**EXERCISE REQUIREMENTS**. Render every line of the data below as a numbered list, omitting blank lines and leaving the pictures out.

----- WORKING DATA

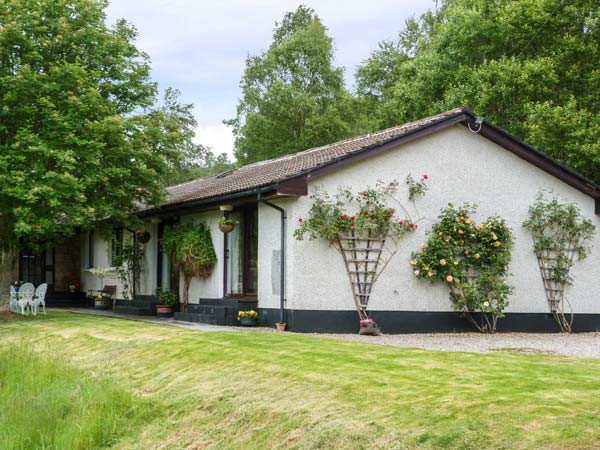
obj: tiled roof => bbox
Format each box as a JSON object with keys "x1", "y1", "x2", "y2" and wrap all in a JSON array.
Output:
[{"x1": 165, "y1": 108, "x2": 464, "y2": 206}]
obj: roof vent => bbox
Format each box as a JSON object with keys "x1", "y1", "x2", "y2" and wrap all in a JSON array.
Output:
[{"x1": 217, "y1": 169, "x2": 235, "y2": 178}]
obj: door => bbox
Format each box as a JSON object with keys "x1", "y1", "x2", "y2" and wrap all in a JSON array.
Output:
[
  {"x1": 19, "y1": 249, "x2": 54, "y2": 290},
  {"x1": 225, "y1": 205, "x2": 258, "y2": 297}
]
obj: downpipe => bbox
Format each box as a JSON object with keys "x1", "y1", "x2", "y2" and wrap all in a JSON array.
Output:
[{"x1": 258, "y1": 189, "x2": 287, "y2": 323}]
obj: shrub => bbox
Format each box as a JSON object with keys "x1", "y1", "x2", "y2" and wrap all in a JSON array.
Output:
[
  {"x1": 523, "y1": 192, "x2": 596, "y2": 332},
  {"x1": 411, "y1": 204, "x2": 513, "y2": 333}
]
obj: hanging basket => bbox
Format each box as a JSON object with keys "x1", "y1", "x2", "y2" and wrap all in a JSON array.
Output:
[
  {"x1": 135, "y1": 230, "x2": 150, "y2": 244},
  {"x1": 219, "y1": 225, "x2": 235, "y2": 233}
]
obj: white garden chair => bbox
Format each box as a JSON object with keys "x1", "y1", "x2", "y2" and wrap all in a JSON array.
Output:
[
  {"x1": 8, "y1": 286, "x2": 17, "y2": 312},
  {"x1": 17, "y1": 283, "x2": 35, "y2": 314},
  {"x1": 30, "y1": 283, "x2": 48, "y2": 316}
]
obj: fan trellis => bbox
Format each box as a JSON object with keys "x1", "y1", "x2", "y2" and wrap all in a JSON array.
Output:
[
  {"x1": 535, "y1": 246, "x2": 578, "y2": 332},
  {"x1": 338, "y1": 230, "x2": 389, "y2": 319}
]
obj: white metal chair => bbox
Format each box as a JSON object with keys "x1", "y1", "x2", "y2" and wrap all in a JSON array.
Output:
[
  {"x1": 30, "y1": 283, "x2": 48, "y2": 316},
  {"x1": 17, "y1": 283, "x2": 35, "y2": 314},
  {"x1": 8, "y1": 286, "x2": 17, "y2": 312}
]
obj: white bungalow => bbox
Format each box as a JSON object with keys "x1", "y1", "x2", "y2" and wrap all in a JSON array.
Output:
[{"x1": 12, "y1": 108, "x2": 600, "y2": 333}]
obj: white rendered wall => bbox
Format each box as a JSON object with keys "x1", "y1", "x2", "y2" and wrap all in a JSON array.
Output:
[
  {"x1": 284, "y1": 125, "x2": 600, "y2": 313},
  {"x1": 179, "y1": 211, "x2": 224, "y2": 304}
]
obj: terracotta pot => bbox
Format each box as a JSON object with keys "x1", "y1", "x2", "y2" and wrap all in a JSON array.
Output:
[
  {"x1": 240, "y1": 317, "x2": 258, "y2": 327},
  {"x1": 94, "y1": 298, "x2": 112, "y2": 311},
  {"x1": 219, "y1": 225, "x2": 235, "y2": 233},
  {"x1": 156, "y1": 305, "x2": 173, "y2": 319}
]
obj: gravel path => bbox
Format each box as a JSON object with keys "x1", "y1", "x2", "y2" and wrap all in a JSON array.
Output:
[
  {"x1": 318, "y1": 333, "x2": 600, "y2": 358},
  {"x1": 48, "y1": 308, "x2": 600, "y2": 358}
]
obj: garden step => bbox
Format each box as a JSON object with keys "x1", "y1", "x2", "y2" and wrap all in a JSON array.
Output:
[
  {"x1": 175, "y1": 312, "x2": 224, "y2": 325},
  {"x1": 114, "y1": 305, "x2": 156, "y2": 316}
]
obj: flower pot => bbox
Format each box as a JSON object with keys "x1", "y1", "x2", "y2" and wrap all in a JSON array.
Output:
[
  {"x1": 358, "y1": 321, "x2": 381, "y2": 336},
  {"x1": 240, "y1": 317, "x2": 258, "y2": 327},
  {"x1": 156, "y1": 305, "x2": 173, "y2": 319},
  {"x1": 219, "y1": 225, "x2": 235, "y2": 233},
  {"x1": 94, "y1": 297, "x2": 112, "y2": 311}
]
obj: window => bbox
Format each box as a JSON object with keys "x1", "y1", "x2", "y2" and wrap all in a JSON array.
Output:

----------

**THE ANSWER**.
1. obj: tiled roof => bbox
2. Format each box as a JSON object with keys "x1", "y1", "x2", "y2" and wrap all in a JSON array.
3. Output:
4. [{"x1": 165, "y1": 108, "x2": 464, "y2": 206}]
5. obj: roof vent => bbox
6. Format each box as a JSON object with keys "x1", "y1", "x2", "y2" and wrap all in a JSON array.
7. Output:
8. [{"x1": 217, "y1": 169, "x2": 235, "y2": 178}]
9. obj: door => bbox
10. Format each box as a JSON object with keys "x1", "y1", "x2", "y2" and wrap all in a JSON array.
11. Output:
12. [
13.   {"x1": 19, "y1": 249, "x2": 54, "y2": 290},
14.   {"x1": 225, "y1": 205, "x2": 258, "y2": 297}
15. ]
16. obj: downpipe => bbox
17. Format each box as a JSON object with keys "x1", "y1", "x2", "y2" and wrap all in a JSON array.
18. Output:
19. [{"x1": 258, "y1": 189, "x2": 287, "y2": 323}]
20. obj: shrub => bbox
21. Format each box as a JSON object with keys "x1", "y1", "x2", "y2" and wrap all in a JSON array.
22. Output:
23. [
24.   {"x1": 523, "y1": 192, "x2": 596, "y2": 332},
25.   {"x1": 411, "y1": 204, "x2": 513, "y2": 333}
26. ]
27. obj: hanging basket => bbox
28. Format each box as a JSON object with keys "x1", "y1", "x2", "y2" and wrap all in a JSON array.
29. Output:
30. [
31.   {"x1": 135, "y1": 230, "x2": 150, "y2": 244},
32.   {"x1": 219, "y1": 225, "x2": 235, "y2": 233}
33. ]
34. obj: white garden chair => bbox
35. Format each box as a JSON object with keys "x1", "y1", "x2", "y2" and wrap all in a JSON array.
36. Output:
37. [
38.   {"x1": 8, "y1": 286, "x2": 17, "y2": 312},
39.   {"x1": 17, "y1": 283, "x2": 35, "y2": 314},
40.   {"x1": 30, "y1": 283, "x2": 48, "y2": 316}
41. ]
42. obj: fan trellis => bbox
43. Format each box as a JSON object with keys "x1", "y1", "x2", "y2" and wrap all in a JSON array.
44. Output:
45. [
46.   {"x1": 535, "y1": 246, "x2": 578, "y2": 332},
47.   {"x1": 338, "y1": 230, "x2": 389, "y2": 319}
48. ]
49. obj: white metal chair => bbox
50. Format each box as a JSON object with keys "x1", "y1", "x2", "y2" and wrap all in a JSON array.
51. Output:
52. [
53.   {"x1": 30, "y1": 283, "x2": 48, "y2": 316},
54.   {"x1": 17, "y1": 283, "x2": 35, "y2": 314},
55.   {"x1": 8, "y1": 286, "x2": 17, "y2": 312}
56. ]
57. obj: white bungalow => bbox
58. Format each box as a JSON object with keys "x1", "y1", "x2", "y2" and wrap all in a JSON array.
59. Output:
60. [{"x1": 12, "y1": 108, "x2": 600, "y2": 333}]
61. obj: white rendered wall => bbox
62. Format each box as a JSON object with keys "x1", "y1", "x2", "y2" and wrap all in a JSON array.
63. Output:
64. [
65.   {"x1": 284, "y1": 125, "x2": 600, "y2": 313},
66.   {"x1": 179, "y1": 211, "x2": 224, "y2": 304}
67. ]
68. obj: terracotta pot => bbox
69. Format each box as a JSON object with keys "x1", "y1", "x2", "y2" and wrap all in a JSON array.
70. Output:
71. [
72.   {"x1": 240, "y1": 317, "x2": 258, "y2": 327},
73.   {"x1": 94, "y1": 298, "x2": 112, "y2": 311},
74.   {"x1": 219, "y1": 225, "x2": 235, "y2": 233},
75.   {"x1": 156, "y1": 305, "x2": 173, "y2": 319}
76. ]
77. obj: gravel path => bbox
78. Format each box as a JSON object with keys "x1", "y1", "x2", "y2" and wrap all in a JSON array.
79. Output:
80. [
81.   {"x1": 318, "y1": 333, "x2": 600, "y2": 358},
82.   {"x1": 48, "y1": 308, "x2": 600, "y2": 358}
83. ]
84. obj: garden step => bbox
85. Format each box as a JSON object with keys "x1", "y1", "x2", "y2" and wrap all in a JSON array.
86. Output:
87. [
88.   {"x1": 175, "y1": 312, "x2": 224, "y2": 325},
89.   {"x1": 114, "y1": 305, "x2": 156, "y2": 316}
90. ]
91. obj: flower pot => bbox
92. Format each box as a JSON object with keys "x1", "y1", "x2", "y2" and wrap all in a JSON array.
93. Output:
94. [
95.   {"x1": 358, "y1": 321, "x2": 381, "y2": 336},
96.   {"x1": 240, "y1": 317, "x2": 258, "y2": 327},
97.   {"x1": 156, "y1": 305, "x2": 173, "y2": 319},
98.   {"x1": 219, "y1": 225, "x2": 235, "y2": 233},
99.   {"x1": 94, "y1": 297, "x2": 112, "y2": 311}
100. ]
101. obj: window => bbox
102. Format each box as a JSON object with keys "x1", "y1", "x2", "y2" and wrap all in a JSON array.
103. Output:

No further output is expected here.